TASK BRIEF:
Reproduce the material below with every instance of "dot" changed to "point" and all other text left intact. Omit the pictures from your answer.

____

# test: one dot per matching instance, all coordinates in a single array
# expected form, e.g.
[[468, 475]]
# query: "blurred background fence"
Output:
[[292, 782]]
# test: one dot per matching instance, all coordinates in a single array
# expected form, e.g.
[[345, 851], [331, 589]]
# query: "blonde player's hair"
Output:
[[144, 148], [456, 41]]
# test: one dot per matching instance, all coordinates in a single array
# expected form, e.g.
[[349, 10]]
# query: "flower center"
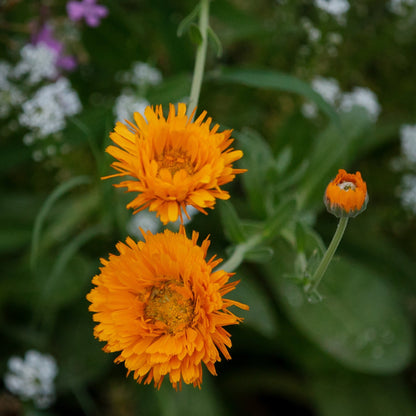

____

OUTPUT BELOW:
# test: one point per matching instance, all coordinates in a single array
# expected form, e.g.
[[468, 475]]
# query: "blurred background fence"
Output:
[[292, 782]]
# test: one point per matching instance, all coordinates in a single array
# expected form, e.g.
[[345, 851], [331, 589]]
# query: "blonde player's hair"
Output:
[[144, 148], [456, 41]]
# test: one point per matching instance, all coordinates in a single array
# expected form, e.g.
[[349, 10]]
# query: "flower center"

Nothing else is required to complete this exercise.